## Exercise aim
Set down each line of the records once more, precisely, and omit the pictures.

## Data extracts

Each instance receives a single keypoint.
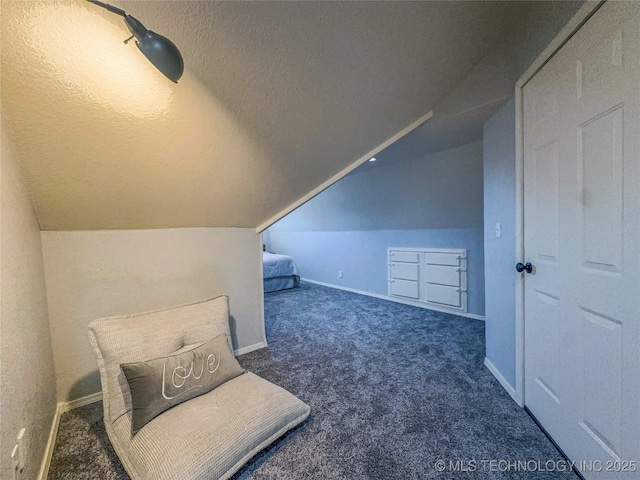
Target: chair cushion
(213, 435)
(161, 383)
(136, 338)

## Result of this task
Each instance receives a single keypoint.
Target: chair cushion
(213, 435)
(161, 383)
(136, 338)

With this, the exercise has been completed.